• What you need to do: Please answer from the passage about relief flights to Puerto Rico: how long can getting permission to unload on the airport tarmac take?

• Exercise passage:

# # # # #

Diemar's story illustrates that mainland Americans are overflowing with generosity for Puerto Rico: All Diemar has to do to fill his planes with supplies is to announce on Facebook that he's got a flight headed to the island, and the donations start piling up.
"Everybody wants to help," Diemar said. "I could easily get enough donations to fill several flights a day if we were making them."
Puerto Rico's smaller airports are the key to private relief efforts. Less busy, they're easier to book a small plane into, and offer quicker unloading. Getting permission to unload on the airport tarmac can take up to six hours, which greatly complicates the entire process when arrivals and departures can be made only during daylight hours.
The 18 smaller airports are also scattered across the island, which means the supplies don't stack up in San Juan, awaiting scarce transport to Puerto Rico's interior.
"One of the biggest problems in all this is the difficulty in moving supplies around Puerto Rico once you get them there," said celebrity chef Ingrid Hoffman, who with an informal network of friends has managed to get about 20 relief flights to the island.
"It's a combination of roads being washed out or blocked, and trucks being destroyed," she said. "Maybe you were a company with 20 trucks before the hurricane. But some of them were destroyed by the storm, and some of your drivers' homes were destroyed and they've moved someplace else, and you don't know where because all the phones are out and communications have been reduced to people walking around with messages for each other."
And, she added quietly, there's another possibility: "Maybe some of them are dead."
Bypassing San Juan and delivering supplies directly to mayors or private groups like the Red Cross out in the countryside also keeps the supplied from getting snagged in governmental regulations and arguments over who gets credit for the help.

# # # # #

• Stored items from a collection:
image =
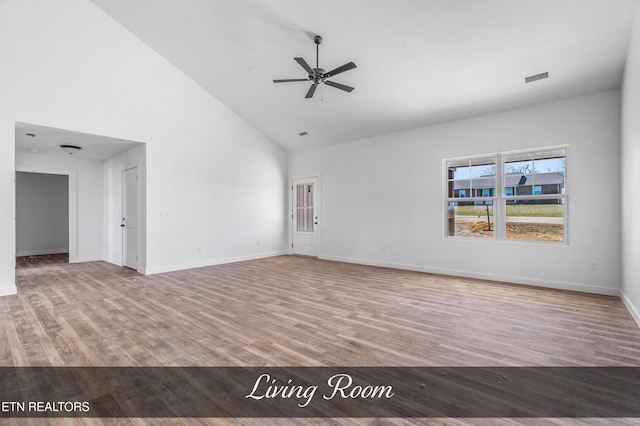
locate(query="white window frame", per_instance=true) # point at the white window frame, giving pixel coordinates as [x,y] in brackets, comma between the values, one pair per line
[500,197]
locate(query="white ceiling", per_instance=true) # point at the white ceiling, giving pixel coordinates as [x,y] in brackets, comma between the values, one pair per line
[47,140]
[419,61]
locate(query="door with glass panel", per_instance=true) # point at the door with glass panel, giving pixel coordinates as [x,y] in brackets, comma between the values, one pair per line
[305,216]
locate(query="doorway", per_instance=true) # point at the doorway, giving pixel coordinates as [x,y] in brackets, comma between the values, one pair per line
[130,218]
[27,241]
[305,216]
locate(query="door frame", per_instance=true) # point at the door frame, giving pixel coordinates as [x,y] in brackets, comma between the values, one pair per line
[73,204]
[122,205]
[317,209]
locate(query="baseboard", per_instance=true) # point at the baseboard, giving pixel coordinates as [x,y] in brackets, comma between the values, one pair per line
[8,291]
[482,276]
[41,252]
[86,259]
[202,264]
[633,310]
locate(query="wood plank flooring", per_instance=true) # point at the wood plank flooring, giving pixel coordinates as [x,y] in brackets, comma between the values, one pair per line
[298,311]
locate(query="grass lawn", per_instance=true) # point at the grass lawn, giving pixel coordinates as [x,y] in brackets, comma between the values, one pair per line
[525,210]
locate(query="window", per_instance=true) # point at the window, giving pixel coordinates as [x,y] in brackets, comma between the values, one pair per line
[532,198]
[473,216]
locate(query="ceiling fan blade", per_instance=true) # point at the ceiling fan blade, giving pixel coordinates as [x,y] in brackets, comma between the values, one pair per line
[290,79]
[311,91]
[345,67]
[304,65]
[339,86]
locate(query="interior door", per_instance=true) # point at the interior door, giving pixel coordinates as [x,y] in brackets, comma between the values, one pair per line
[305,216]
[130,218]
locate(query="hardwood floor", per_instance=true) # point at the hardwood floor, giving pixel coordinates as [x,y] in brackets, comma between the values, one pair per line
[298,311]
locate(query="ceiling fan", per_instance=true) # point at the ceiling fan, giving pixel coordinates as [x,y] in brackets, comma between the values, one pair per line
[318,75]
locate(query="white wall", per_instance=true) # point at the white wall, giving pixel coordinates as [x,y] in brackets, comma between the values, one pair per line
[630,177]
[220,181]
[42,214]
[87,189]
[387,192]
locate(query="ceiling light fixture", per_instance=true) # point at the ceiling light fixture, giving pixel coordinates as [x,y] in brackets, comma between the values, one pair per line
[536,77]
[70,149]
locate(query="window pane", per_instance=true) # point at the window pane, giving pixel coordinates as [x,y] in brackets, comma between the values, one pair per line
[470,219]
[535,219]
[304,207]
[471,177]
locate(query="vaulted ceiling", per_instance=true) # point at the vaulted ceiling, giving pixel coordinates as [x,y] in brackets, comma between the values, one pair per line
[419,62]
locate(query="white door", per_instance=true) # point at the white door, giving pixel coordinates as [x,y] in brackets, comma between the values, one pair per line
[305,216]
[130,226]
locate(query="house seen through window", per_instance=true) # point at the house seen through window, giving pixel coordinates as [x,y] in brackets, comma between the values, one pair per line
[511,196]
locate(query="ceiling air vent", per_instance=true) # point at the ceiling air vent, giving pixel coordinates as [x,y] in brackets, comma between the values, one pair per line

# # # # #

• Your solution: Up to six hours.